Repeat exactly, and only, the lines from the one containing "Find the shirt chest" through the end of the records.

>>>>

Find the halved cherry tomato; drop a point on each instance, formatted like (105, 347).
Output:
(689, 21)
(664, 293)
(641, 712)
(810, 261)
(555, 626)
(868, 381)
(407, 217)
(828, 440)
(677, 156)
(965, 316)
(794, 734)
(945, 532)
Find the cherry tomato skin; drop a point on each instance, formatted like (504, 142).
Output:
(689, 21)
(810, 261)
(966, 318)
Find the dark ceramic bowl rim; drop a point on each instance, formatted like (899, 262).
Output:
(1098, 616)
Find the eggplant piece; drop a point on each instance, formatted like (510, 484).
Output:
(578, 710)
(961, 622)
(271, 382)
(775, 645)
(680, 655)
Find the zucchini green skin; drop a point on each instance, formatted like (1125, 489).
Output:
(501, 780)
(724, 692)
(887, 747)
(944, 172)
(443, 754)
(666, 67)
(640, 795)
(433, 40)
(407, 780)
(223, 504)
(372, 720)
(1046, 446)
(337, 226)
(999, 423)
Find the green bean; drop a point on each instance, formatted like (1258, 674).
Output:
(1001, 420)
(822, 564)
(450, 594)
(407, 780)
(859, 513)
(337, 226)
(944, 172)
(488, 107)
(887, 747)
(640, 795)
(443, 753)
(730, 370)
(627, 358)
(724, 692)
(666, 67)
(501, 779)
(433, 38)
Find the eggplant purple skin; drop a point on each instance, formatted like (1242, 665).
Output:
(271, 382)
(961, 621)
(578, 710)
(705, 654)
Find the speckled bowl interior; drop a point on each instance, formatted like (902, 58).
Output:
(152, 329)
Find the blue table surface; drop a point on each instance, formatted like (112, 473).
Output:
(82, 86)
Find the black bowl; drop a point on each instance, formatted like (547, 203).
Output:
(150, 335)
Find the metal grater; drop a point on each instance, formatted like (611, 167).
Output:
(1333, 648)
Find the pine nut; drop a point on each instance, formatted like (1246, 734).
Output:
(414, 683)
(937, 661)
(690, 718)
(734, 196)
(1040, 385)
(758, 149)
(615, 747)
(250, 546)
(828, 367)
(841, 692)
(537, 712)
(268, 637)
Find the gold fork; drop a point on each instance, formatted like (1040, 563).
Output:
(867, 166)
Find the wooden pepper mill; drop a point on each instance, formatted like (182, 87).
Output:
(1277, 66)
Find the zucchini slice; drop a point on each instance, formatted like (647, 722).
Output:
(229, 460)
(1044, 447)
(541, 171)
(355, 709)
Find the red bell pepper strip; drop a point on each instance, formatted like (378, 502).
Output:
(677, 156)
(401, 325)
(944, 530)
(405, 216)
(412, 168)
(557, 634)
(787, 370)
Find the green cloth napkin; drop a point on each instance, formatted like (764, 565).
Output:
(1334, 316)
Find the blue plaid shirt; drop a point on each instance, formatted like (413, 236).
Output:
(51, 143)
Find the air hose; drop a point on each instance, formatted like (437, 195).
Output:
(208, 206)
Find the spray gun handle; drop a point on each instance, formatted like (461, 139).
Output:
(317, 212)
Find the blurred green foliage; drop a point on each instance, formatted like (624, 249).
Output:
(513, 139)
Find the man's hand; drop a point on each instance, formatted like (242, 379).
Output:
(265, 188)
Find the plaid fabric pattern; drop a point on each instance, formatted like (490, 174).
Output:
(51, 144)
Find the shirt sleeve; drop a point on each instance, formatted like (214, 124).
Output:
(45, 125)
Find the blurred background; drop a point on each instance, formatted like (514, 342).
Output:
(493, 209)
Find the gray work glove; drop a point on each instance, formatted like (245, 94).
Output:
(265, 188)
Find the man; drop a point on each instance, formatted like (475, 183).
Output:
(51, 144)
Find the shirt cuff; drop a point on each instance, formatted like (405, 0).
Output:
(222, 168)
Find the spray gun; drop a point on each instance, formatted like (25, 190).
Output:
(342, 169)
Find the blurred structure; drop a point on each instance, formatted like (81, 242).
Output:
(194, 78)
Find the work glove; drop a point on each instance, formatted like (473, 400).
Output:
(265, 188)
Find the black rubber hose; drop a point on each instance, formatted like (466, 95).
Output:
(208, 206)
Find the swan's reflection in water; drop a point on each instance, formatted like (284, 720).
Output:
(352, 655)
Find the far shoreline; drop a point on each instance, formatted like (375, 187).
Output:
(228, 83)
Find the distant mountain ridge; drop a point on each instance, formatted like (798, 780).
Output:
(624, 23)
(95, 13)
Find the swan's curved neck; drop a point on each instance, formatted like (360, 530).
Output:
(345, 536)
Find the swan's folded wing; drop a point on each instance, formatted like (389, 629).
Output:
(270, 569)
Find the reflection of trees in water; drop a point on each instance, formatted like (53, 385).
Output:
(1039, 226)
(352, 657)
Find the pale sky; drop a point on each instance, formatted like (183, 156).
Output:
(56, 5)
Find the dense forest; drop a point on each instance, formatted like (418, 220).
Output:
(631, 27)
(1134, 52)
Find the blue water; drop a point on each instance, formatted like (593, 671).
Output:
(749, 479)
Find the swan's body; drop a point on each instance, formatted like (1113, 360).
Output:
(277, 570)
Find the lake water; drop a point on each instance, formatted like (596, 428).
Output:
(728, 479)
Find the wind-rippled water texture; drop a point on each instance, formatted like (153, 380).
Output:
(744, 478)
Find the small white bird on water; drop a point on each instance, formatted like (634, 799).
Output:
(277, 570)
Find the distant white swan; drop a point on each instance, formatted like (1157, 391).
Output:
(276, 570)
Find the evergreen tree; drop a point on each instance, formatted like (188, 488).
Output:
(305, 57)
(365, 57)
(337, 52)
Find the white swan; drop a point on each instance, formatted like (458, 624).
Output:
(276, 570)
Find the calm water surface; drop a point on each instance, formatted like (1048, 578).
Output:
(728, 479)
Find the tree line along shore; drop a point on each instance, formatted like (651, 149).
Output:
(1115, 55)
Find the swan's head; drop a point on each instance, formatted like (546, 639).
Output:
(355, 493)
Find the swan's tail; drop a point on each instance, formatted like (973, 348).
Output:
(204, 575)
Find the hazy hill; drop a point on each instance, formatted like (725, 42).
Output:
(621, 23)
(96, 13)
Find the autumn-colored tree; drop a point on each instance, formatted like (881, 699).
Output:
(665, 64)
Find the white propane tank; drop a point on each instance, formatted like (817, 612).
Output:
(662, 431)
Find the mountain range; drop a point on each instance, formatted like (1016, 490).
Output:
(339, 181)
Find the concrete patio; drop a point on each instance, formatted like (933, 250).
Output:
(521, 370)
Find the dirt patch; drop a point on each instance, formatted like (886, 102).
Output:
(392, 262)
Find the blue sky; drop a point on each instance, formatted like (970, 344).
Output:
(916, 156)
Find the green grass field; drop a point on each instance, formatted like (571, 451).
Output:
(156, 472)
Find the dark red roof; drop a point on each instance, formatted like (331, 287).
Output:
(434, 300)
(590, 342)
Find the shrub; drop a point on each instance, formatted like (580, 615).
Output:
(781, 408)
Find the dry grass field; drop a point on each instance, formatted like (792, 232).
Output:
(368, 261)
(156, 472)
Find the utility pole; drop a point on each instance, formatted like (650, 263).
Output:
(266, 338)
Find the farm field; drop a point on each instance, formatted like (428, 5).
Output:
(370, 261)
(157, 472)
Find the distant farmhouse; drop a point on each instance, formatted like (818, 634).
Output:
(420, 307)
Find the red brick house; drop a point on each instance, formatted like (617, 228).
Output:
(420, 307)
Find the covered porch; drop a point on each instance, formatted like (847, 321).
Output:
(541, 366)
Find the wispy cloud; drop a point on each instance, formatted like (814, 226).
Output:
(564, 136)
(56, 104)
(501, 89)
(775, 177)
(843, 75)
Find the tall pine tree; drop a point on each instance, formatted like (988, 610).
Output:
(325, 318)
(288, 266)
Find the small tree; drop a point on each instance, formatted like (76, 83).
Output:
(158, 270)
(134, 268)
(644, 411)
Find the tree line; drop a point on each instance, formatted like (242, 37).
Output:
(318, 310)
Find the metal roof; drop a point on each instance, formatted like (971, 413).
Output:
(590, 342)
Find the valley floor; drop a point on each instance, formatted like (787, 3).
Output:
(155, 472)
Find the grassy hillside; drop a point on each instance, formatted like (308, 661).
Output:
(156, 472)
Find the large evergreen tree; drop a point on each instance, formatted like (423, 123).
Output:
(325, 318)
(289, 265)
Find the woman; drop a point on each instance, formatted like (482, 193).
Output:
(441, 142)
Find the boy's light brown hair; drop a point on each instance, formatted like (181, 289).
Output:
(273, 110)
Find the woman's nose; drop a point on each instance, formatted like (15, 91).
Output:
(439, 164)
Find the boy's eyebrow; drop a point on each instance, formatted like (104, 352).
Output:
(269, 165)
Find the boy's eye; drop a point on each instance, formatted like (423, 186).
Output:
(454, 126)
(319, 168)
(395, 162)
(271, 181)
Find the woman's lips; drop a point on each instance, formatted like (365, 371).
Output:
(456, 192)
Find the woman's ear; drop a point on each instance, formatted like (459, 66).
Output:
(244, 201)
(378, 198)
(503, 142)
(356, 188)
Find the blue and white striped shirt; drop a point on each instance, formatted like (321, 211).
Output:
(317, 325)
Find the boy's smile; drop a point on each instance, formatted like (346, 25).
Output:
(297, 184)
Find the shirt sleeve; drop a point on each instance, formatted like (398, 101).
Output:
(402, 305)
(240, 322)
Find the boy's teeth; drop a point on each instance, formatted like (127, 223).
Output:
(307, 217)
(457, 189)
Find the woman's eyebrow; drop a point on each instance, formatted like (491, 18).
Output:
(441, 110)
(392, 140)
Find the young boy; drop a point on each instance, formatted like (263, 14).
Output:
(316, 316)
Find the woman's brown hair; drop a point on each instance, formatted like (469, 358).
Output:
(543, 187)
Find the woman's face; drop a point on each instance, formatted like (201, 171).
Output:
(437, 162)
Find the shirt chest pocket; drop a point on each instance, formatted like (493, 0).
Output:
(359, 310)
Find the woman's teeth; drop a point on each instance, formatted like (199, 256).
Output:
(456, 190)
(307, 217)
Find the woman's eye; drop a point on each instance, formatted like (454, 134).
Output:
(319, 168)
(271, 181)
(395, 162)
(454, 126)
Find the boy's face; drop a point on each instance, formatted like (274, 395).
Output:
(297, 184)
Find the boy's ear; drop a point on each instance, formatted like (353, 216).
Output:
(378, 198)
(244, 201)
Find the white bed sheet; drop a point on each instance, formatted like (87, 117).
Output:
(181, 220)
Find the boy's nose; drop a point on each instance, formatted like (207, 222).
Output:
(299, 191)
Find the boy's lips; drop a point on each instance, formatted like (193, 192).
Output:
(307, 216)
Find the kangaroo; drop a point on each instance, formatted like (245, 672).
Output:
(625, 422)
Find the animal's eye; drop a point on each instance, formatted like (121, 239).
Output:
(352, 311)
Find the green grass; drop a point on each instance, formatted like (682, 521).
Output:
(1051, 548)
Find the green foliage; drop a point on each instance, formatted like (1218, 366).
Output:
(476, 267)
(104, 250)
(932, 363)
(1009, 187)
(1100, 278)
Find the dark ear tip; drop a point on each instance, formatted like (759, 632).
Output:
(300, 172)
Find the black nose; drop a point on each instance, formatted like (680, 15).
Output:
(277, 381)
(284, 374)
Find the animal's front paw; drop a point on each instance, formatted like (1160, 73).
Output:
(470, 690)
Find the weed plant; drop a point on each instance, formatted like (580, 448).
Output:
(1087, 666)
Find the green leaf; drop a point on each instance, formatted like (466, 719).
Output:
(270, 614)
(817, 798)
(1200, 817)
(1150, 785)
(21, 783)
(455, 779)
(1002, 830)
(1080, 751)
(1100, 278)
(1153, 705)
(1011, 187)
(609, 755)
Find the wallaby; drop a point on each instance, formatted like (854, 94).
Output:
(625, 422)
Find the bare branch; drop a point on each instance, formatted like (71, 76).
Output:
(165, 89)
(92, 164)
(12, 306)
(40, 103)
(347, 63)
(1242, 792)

<<<<

» **ANSWER IN FULL**
Find the shirt chest pocket; drop a point on each instance, formatted like (493, 0).
Output:
(359, 310)
Find the woman's teeth; drop a point on each instance, formatted like (199, 256).
Output:
(456, 190)
(307, 217)
Find the woman's eye; drop a point on each instance, formatted like (454, 134).
Output:
(319, 168)
(271, 181)
(395, 162)
(454, 126)
Find the boy's face; drop a point on each instance, formatted like (274, 395).
Output:
(297, 184)
Find the boy's ear; drop a point on each instance, formatted like (353, 216).
Output:
(378, 198)
(244, 201)
Find the white bed sheet; drop a point on each instance, formatted like (87, 117).
Output:
(181, 220)
Find the boy's nose; drop a point on each instance, formatted like (207, 222).
Output:
(299, 191)
Find the boy's lips; drop a point on each instance, formatted like (193, 192).
Output:
(307, 216)
Find the kangaroo; drop a point on each instance, formatted like (245, 672).
Output:
(625, 422)
Find the animal's eye; drop a point on each instance, formatted like (121, 239).
Output:
(352, 311)
Find the green grass; drop a point on each instance, formatted like (682, 521).
Output:
(1051, 548)
Find the green foliage; drop a point on each instance, formatted like (1218, 366).
Output:
(476, 267)
(104, 250)
(932, 363)
(1009, 187)
(1100, 278)
Find the dark ear tip; drop a point on each instance, formatted like (759, 632).
Output:
(300, 172)
Find the black nose; drop a point on each instance, formatted like (680, 15).
Output:
(277, 381)
(284, 374)
Find the animal's front paw; drop a point on each instance, formatted like (1160, 73).
Output:
(470, 690)
Find the weed plant; drop a point on each instance, formatted like (580, 448).
Output:
(1087, 666)
Find the green leaf; drop a point on each instance, formatted like (466, 719).
Output:
(270, 614)
(817, 798)
(1200, 817)
(1150, 785)
(21, 783)
(455, 779)
(1002, 830)
(1080, 751)
(1100, 278)
(1153, 705)
(1011, 187)
(609, 755)
Find the wallaby; drop a point on each instance, formatted like (854, 94).
Output:
(625, 422)
Find the bare branch; drop a point on each instance, formatted like (71, 76).
Output:
(165, 89)
(92, 164)
(12, 306)
(40, 103)
(347, 63)
(1242, 792)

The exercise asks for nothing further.